* [To be done]
Print every one of the entries below word for word, keeping each line unchanged.

[Items from a dataset]
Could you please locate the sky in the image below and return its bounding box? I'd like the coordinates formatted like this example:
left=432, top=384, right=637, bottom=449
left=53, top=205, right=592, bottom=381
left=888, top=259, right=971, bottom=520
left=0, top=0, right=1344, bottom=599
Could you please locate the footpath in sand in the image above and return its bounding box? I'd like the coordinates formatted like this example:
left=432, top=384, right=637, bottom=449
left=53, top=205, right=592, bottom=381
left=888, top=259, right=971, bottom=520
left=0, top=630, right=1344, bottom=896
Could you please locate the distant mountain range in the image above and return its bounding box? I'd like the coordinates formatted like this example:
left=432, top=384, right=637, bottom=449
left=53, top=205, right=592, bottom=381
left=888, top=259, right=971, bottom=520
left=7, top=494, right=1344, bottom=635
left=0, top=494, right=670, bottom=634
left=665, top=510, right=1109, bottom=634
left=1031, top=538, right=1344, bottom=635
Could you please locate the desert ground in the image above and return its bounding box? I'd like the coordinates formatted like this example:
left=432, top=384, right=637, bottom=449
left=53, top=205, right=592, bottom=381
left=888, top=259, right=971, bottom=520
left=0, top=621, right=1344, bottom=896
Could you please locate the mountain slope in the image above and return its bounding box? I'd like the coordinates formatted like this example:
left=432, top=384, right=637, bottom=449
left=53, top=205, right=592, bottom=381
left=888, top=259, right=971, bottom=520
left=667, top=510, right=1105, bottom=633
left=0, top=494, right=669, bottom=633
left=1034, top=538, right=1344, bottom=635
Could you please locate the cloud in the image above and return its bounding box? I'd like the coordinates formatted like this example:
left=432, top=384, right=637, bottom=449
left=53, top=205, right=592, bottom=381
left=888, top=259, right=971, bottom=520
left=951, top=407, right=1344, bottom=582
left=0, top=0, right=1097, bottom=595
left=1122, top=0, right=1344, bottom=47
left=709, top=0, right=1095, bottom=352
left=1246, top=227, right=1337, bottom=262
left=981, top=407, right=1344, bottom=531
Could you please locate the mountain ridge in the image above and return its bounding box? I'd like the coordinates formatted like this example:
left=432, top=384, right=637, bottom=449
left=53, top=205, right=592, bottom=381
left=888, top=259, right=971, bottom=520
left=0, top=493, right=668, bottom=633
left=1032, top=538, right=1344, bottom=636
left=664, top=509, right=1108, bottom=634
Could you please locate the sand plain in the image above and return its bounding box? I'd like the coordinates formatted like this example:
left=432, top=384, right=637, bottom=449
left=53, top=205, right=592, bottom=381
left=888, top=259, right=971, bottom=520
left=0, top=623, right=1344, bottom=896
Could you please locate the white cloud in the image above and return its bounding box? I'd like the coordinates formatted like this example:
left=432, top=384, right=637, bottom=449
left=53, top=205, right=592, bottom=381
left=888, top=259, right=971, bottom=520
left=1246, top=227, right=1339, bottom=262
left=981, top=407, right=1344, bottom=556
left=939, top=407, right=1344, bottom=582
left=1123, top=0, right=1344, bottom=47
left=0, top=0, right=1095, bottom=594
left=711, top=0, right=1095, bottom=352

* [Solution to this exercise]
Could you please locate the sky in the image below and return its bounding box? I'd like the coordinates formatted like this example:
left=432, top=384, right=637, bottom=449
left=53, top=205, right=592, bottom=381
left=888, top=259, right=971, bottom=520
left=0, top=0, right=1344, bottom=599
Could you please locate the footpath in sand in the image above and return its bounding box? I'd like the coordinates formatted like this example:
left=432, top=384, right=637, bottom=449
left=53, top=205, right=592, bottom=381
left=888, top=259, right=971, bottom=520
left=0, top=630, right=1344, bottom=896
Could you please locate the distant mountain range in the image above and return its bounding box? I'd like the coordinates formatted like this example:
left=432, top=384, right=637, bottom=449
left=53, top=205, right=592, bottom=381
left=888, top=259, right=971, bottom=520
left=7, top=494, right=1344, bottom=635
left=0, top=494, right=670, bottom=634
left=665, top=510, right=1109, bottom=634
left=1031, top=538, right=1344, bottom=635
Could you please locate the desert ground in the image above and return its bounding box? I'd like the coordinates formatted like this example:
left=432, top=384, right=637, bottom=449
left=53, top=205, right=592, bottom=381
left=888, top=259, right=971, bottom=520
left=0, top=621, right=1344, bottom=896
Could you please locate the mountain slope in the image above and return its bounding box? I'd like the coordinates formatted like this example:
left=432, top=384, right=637, bottom=449
left=53, top=205, right=592, bottom=381
left=888, top=259, right=971, bottom=520
left=667, top=510, right=1105, bottom=633
left=0, top=494, right=669, bottom=633
left=1034, top=538, right=1344, bottom=635
Could you please locate the cloud in the image above and return its bounding box? I'd like the coordinates formatted like this example:
left=432, top=384, right=637, bottom=449
left=53, top=205, right=592, bottom=381
left=888, top=259, right=971, bottom=520
left=951, top=407, right=1344, bottom=582
left=0, top=0, right=1097, bottom=595
left=1122, top=0, right=1344, bottom=47
left=709, top=0, right=1095, bottom=352
left=1246, top=227, right=1337, bottom=262
left=981, top=407, right=1344, bottom=531
Could you please locate the mountain ridge in the image above and return its bounding box? I'd like the coordinates formatted like this example:
left=432, top=384, right=637, bottom=449
left=53, top=205, right=592, bottom=381
left=888, top=259, right=971, bottom=520
left=0, top=493, right=668, bottom=633
left=1032, top=538, right=1344, bottom=636
left=664, top=509, right=1108, bottom=634
Could you please locate the sand plain in the image above and return its bounding box? I'd like the coordinates formatted like this example:
left=432, top=384, right=637, bottom=449
left=53, top=205, right=592, bottom=381
left=888, top=259, right=971, bottom=520
left=0, top=623, right=1344, bottom=896
Could you please locate the white cloud in the image above and return its bounding box? I'd like the coordinates formatted like this example:
left=432, top=384, right=637, bottom=449
left=53, top=205, right=592, bottom=381
left=888, top=259, right=971, bottom=520
left=1246, top=227, right=1339, bottom=262
left=981, top=407, right=1344, bottom=556
left=939, top=407, right=1344, bottom=582
left=1123, top=0, right=1344, bottom=47
left=0, top=0, right=1095, bottom=594
left=711, top=0, right=1095, bottom=352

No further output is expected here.